*Quoted text:*
Please accept this correspondence as our written consent under the Section 4(l) of the Securities Purchase Agreement dated March 8, 2006 by and between Compliance Systems Corporation and Montgomery Equity Partners, Ltd. (“Montgomery”) (the “March 2006 Securities Purchase Agreement”) and Section 4(k) of the Securities Purchase Agreement dated March 16, 2007 by and between Compliance Systems Corporation and YA Global Investments, L.P (f/k/a Cornell Capital Partners, LP) (“YA Global”) (the “March 2007 Securities Purchase Agreement”) for the issuance and sale by the Company of up to $2,500,000.00 of Company’s preferred stock convertible into shares of the Company’s common stock at $0.01 per share, which may be less than the bid price of the Company’s common stock immediately prior to its issuance and sale (the “Issuance and Sale”).


Provided however our consent here under is preconditioned on 1) that such Issuance and Sale must occur prior to and conclude by December 31, 2007 (the “Issuance and Sale Deadline”), 2) that the gross proceeds of such Issuance and Sale must be in an amount no less than $1,140,806.18 (the “Issuance and Sale Minimum”) and 3) that the Company must remit no later than December 31, 2007, directly from the gross proceeds of such Issuance and Sale, to YA Global all amounts owed under the convertible debentures issued under the March 2007 Securities Purchase Agreement, which on December 31, 2007 shall be outstanding principal of $647,585.60, outstanding and accrued interest of $171,415.79 and a redemption premium of $129,517.12 and to Montgomery all amounts owed under the convertible debentures issued under the March 2006 Securities Purchase Agreement, which on December 31, 2007 shall be outstanding principal of $150,000, outstanding and accrued interest of $12,287.67 and a redemption premium of $30,000.

*Do this:*
Carry the consent letter on from its last sentence. The entries that come next are separate material and are not part of the consent letter.

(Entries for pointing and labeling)
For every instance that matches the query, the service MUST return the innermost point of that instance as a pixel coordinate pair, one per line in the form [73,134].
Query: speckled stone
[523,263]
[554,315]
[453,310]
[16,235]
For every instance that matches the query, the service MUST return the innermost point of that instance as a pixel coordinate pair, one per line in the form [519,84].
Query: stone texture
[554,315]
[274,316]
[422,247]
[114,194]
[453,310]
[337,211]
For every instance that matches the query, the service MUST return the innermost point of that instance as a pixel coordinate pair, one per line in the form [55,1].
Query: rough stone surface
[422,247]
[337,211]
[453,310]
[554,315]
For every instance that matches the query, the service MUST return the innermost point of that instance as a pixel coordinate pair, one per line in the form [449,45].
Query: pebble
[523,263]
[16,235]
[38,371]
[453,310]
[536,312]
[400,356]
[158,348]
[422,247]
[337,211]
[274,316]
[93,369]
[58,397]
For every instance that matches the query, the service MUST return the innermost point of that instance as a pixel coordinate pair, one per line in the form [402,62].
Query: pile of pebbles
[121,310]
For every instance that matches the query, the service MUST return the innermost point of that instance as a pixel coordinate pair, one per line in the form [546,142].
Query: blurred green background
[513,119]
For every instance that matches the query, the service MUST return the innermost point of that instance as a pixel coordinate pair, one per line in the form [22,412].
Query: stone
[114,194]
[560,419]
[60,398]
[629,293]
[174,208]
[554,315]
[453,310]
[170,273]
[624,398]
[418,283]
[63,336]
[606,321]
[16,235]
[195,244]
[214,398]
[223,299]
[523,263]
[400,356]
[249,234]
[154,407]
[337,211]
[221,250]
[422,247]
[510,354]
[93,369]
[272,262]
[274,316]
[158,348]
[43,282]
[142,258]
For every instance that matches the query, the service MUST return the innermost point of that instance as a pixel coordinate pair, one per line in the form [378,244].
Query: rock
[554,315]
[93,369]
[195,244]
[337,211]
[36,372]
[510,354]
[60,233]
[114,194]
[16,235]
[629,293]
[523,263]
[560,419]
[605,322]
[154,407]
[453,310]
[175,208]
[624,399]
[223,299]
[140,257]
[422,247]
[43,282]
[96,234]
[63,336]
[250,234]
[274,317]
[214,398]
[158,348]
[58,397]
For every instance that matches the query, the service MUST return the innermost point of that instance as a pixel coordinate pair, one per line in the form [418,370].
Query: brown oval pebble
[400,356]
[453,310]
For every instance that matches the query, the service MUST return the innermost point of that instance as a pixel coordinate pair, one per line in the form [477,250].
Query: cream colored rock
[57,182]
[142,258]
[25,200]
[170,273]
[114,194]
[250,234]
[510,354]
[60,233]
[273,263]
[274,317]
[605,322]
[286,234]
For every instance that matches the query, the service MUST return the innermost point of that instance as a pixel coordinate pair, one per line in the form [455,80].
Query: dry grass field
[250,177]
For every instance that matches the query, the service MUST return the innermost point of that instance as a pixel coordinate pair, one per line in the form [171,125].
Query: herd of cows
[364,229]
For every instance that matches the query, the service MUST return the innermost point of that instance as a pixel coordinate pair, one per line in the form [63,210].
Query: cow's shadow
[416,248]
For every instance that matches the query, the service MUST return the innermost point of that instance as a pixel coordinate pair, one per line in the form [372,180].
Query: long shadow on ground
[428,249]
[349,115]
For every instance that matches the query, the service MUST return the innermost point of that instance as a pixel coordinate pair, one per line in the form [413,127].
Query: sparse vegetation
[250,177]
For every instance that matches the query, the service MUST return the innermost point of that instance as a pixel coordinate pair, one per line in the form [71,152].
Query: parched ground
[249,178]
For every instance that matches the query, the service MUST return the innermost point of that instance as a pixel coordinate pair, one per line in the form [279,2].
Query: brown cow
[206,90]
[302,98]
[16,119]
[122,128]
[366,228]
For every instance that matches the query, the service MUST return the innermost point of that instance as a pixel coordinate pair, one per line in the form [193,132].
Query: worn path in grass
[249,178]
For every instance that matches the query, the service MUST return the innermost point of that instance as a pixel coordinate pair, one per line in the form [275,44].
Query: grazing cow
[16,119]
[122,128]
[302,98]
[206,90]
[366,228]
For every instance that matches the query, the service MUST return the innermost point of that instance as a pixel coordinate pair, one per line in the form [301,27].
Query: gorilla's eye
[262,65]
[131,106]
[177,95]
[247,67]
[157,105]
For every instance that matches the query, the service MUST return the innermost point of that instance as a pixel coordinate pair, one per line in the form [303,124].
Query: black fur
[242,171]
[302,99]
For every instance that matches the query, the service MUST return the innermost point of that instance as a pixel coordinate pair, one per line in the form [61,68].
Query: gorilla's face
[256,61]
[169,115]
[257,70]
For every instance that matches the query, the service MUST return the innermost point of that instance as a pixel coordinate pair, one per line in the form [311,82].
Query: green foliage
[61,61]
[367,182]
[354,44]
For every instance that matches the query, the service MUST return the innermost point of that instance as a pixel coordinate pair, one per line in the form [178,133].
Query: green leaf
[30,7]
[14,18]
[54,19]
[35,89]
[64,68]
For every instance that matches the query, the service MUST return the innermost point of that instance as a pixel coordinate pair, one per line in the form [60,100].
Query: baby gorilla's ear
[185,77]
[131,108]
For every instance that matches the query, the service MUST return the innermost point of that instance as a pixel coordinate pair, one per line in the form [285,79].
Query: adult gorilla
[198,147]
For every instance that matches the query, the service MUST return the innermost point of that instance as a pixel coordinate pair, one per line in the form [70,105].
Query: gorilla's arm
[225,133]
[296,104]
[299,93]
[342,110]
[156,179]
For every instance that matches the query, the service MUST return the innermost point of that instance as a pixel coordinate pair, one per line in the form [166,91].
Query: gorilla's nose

*Exercise output:*
In the event that the Company shall fail to raise the Issuance and Sale Minimum by the Issuance and Sale Deadline YA Global’s and Montgomery’s consents provided hereunder shall be null and void and the Company shall immediately refund to the respective investors such amounts raised by the Issuance and Sale and cancel the shares of the Company’s preferred stock there under. In the event that the Company fails to take such action such Issuance and Sale shall be deemed to have been conducted with out the consent of YA Global and Montgomery and shall therefore be a breach by the Company of the covenants under the March 2006 Securities Purchase Agreement and March 2006 Securities Purchase Agreement, respectively.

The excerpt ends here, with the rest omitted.